↓

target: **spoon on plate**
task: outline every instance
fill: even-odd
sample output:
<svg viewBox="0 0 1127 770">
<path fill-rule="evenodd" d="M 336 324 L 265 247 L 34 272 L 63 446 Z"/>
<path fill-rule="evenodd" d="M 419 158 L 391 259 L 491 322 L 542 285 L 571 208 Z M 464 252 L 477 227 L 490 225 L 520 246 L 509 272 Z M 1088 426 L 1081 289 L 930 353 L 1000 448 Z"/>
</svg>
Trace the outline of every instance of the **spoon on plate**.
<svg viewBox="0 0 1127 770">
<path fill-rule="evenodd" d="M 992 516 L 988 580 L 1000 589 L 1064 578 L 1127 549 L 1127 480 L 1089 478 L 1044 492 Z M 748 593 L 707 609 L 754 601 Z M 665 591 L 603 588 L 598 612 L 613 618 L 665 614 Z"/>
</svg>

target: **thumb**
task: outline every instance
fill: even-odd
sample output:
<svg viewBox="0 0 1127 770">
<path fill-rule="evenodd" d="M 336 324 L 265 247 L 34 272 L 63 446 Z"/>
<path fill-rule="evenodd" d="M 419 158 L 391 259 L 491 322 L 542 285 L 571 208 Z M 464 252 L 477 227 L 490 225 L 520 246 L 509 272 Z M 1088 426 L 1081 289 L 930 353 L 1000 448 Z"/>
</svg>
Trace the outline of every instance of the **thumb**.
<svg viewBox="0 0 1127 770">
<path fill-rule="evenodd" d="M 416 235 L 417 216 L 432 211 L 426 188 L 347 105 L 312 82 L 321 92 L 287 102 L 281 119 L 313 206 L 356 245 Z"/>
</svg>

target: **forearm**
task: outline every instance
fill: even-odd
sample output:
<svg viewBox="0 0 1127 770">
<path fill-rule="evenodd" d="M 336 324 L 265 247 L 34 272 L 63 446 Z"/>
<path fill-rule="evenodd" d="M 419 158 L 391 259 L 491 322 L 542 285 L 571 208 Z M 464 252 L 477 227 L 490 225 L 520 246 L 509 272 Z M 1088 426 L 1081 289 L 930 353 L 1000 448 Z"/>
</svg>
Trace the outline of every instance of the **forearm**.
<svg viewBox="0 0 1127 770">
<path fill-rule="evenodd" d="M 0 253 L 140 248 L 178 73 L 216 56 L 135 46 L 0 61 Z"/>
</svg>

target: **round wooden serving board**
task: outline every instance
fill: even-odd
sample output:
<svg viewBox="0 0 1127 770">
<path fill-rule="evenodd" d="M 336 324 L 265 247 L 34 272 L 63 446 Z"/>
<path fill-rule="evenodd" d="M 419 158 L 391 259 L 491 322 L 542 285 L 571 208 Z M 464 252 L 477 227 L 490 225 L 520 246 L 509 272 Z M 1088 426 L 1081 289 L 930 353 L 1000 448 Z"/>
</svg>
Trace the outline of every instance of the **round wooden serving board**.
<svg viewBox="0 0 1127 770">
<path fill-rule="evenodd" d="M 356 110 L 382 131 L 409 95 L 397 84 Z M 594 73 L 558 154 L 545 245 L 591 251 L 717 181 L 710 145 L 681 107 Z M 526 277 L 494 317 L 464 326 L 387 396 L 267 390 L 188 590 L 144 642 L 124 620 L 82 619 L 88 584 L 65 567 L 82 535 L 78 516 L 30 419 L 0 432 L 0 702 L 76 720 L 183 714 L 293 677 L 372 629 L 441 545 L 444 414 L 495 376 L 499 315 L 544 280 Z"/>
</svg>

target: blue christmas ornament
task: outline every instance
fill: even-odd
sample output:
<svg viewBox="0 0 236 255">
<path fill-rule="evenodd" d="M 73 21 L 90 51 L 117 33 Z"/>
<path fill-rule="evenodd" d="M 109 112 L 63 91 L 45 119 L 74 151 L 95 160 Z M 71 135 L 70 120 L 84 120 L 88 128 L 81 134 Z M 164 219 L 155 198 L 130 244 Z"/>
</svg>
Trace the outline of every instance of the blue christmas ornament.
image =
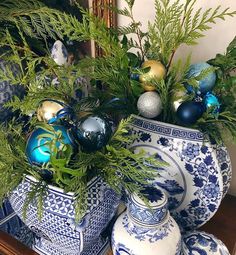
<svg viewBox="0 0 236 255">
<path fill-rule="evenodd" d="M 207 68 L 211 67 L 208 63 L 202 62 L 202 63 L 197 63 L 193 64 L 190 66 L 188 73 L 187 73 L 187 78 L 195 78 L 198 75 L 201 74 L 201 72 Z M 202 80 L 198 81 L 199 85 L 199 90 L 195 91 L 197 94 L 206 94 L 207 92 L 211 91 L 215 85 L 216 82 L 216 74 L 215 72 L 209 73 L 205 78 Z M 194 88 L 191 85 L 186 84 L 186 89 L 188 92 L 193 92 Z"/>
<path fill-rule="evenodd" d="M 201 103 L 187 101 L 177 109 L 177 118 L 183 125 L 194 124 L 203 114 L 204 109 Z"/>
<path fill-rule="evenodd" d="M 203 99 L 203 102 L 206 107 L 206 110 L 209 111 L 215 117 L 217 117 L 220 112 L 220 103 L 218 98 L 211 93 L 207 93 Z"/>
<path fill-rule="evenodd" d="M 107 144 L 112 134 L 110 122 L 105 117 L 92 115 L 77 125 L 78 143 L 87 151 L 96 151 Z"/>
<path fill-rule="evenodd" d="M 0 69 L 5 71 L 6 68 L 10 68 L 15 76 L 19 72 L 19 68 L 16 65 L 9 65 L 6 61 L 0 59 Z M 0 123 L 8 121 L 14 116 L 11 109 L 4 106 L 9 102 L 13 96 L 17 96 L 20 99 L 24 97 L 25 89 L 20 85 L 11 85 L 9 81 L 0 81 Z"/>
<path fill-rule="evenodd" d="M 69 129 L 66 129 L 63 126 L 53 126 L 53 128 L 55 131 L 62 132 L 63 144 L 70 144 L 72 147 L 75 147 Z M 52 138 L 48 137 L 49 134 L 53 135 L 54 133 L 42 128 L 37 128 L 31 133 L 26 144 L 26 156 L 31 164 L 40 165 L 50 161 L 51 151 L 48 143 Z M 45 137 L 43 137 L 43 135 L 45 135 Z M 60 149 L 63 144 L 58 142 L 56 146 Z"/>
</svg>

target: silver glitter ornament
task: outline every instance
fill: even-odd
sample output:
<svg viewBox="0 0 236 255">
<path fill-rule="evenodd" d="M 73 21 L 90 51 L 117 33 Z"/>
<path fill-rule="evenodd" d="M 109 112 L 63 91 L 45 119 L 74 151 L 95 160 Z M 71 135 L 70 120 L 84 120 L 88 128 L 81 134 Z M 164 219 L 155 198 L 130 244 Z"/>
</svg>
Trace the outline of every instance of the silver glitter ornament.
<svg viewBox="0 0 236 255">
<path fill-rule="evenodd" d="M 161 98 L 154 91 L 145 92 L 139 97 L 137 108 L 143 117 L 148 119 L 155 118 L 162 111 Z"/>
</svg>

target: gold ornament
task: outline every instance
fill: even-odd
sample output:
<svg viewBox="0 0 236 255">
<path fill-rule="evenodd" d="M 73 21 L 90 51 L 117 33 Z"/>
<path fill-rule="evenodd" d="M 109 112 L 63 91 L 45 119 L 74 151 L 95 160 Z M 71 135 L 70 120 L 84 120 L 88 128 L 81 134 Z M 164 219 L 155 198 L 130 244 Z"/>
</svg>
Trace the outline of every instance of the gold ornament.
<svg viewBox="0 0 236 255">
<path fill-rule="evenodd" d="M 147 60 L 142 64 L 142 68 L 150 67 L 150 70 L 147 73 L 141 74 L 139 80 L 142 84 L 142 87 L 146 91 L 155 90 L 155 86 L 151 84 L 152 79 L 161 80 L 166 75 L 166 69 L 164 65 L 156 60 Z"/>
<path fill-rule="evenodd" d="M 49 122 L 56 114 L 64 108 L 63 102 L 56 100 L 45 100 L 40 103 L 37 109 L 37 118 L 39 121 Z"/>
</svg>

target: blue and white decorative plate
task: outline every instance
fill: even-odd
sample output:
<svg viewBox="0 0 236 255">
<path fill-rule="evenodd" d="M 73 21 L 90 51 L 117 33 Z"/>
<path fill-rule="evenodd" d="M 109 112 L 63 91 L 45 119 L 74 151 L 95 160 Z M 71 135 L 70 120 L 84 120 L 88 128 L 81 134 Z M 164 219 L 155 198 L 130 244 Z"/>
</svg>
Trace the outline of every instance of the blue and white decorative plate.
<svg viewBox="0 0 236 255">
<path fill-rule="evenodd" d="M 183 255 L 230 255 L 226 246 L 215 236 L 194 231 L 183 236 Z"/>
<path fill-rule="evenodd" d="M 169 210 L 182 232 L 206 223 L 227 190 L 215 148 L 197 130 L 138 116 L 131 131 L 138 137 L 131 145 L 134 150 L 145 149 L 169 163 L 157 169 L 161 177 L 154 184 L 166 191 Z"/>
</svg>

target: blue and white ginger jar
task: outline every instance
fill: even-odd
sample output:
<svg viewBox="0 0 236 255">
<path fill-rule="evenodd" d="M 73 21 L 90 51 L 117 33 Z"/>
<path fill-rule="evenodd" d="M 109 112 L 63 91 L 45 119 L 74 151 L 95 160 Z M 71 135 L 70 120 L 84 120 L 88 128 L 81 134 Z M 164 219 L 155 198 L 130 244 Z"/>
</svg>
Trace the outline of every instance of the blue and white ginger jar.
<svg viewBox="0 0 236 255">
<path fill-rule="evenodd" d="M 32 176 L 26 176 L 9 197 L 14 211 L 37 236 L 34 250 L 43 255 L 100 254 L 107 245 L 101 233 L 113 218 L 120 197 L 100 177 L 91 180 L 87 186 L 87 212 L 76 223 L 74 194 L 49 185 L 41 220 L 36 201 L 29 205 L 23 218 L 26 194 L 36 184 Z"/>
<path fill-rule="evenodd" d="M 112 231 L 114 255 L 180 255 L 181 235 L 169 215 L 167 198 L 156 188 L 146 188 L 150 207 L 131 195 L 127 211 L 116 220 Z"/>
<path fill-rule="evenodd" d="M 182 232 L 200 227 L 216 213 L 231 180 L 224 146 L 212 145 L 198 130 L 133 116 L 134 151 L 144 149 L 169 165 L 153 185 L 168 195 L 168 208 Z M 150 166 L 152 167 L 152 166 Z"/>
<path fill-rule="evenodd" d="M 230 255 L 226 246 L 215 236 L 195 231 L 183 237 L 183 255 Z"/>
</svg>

↑
↓

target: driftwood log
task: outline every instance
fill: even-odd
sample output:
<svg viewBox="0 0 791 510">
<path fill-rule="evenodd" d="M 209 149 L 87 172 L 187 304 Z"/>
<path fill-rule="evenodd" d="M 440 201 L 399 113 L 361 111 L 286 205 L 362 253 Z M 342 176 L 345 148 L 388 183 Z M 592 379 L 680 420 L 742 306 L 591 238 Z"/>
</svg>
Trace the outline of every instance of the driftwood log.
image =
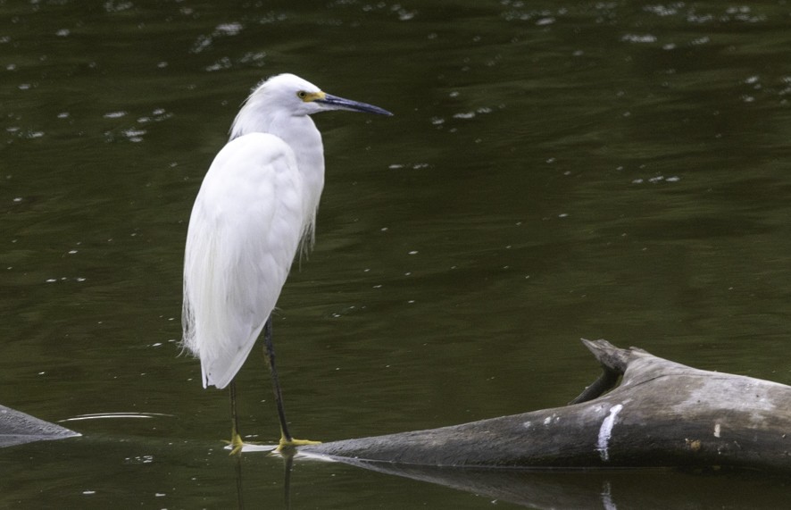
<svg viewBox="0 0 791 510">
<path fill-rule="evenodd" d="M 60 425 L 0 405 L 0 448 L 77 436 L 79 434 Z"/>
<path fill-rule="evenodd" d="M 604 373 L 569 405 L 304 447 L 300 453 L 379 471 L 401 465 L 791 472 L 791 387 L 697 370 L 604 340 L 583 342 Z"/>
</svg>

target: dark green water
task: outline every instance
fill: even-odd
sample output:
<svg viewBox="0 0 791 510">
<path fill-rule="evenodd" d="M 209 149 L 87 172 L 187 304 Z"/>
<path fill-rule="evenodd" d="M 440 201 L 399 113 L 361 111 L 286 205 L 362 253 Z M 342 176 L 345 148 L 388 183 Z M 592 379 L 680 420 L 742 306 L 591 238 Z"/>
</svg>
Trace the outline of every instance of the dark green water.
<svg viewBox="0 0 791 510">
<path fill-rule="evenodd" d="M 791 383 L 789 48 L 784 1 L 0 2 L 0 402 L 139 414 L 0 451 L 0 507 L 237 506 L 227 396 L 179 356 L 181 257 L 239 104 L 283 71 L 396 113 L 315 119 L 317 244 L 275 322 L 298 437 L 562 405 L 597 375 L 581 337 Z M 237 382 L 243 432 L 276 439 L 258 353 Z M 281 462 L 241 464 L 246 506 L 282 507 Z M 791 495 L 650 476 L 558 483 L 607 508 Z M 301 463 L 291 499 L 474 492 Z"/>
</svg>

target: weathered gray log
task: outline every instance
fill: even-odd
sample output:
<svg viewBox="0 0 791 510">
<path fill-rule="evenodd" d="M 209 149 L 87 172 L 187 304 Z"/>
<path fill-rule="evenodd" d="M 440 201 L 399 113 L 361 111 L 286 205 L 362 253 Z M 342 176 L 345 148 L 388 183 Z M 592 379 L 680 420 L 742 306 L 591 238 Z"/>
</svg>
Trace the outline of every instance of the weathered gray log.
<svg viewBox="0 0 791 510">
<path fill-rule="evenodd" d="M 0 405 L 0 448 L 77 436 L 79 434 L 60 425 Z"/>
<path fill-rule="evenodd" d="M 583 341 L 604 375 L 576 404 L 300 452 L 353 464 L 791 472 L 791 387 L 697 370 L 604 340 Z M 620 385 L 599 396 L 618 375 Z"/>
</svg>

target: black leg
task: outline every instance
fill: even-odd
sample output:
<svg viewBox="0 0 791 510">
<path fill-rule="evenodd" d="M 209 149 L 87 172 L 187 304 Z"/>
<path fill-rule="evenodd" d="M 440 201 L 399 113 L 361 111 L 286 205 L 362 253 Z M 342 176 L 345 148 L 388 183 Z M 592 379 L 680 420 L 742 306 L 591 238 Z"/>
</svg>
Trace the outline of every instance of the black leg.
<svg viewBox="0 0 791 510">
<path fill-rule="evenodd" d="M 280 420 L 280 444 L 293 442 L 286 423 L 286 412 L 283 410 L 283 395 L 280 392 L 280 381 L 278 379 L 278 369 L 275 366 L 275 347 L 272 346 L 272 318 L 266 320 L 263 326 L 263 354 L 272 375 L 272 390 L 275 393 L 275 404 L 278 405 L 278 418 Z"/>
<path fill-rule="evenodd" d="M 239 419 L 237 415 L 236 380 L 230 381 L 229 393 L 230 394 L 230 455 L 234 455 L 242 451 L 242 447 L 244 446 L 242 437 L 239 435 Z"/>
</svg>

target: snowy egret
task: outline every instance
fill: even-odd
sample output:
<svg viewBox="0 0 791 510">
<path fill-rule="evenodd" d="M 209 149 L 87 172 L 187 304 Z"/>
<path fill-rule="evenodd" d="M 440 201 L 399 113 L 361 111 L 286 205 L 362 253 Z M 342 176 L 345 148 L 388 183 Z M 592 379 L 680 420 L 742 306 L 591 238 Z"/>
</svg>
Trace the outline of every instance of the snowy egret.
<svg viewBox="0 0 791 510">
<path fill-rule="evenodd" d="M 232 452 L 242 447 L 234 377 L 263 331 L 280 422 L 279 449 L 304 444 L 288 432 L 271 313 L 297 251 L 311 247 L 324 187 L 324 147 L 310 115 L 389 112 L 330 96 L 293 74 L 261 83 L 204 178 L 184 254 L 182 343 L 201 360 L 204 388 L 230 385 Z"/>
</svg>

↑
↓

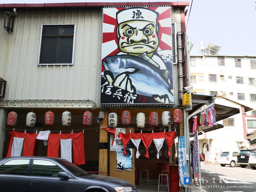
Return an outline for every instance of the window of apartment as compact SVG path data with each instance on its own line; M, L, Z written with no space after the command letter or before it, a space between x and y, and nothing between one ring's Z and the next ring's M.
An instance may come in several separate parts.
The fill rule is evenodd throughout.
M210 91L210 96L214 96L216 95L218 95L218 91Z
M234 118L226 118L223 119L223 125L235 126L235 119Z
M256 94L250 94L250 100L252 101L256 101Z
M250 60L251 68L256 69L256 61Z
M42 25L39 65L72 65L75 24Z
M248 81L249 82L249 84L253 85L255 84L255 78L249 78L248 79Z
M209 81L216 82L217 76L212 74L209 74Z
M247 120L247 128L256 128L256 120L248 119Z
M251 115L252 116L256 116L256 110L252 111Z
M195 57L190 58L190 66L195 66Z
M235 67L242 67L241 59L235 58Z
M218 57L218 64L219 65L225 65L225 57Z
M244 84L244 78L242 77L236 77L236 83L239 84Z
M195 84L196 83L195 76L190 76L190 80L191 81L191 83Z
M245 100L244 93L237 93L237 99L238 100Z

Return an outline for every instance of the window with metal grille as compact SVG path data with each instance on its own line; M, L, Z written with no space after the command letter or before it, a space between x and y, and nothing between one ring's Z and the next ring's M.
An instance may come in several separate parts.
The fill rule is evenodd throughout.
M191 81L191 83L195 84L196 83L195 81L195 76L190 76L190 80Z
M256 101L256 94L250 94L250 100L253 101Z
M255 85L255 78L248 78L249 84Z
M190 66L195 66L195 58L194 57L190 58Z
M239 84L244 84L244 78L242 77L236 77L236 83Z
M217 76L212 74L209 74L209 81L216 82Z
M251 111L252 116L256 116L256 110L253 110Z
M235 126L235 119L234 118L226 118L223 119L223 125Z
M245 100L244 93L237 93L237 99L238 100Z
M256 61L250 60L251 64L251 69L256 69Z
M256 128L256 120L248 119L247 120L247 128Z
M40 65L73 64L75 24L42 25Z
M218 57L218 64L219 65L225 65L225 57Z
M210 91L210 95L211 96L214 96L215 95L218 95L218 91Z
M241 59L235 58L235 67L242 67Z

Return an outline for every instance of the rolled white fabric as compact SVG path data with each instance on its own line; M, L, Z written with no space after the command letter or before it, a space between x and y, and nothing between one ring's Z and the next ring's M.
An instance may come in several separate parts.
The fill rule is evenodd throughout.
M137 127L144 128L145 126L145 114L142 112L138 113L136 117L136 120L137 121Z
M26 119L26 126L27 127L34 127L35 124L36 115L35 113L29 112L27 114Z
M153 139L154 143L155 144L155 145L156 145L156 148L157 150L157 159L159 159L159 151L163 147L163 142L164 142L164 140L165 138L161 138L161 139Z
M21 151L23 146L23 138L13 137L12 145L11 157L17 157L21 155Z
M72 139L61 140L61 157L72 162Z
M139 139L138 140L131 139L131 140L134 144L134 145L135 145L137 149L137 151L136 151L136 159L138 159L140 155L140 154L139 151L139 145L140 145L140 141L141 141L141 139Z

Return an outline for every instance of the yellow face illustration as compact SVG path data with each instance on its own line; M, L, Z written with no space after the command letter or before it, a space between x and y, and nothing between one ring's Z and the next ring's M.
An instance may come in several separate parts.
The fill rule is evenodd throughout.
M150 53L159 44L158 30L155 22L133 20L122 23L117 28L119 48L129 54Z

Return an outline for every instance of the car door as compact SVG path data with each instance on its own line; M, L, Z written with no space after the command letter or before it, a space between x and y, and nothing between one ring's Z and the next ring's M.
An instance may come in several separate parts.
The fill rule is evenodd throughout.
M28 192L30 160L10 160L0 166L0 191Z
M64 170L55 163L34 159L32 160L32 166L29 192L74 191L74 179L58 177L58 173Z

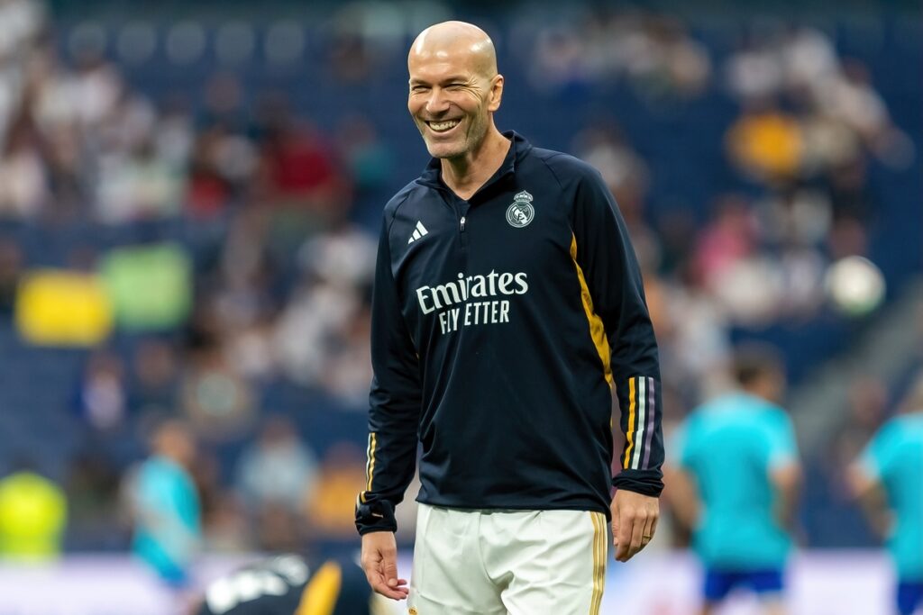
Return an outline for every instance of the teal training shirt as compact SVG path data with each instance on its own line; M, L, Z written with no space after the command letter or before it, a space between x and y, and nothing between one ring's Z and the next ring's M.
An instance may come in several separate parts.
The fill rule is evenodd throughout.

↑

Copy every line above that contains the string "thumb", matching case exactly.

> [The reply]:
target: **thumb**
Trace the outline of every instance of the **thumb**.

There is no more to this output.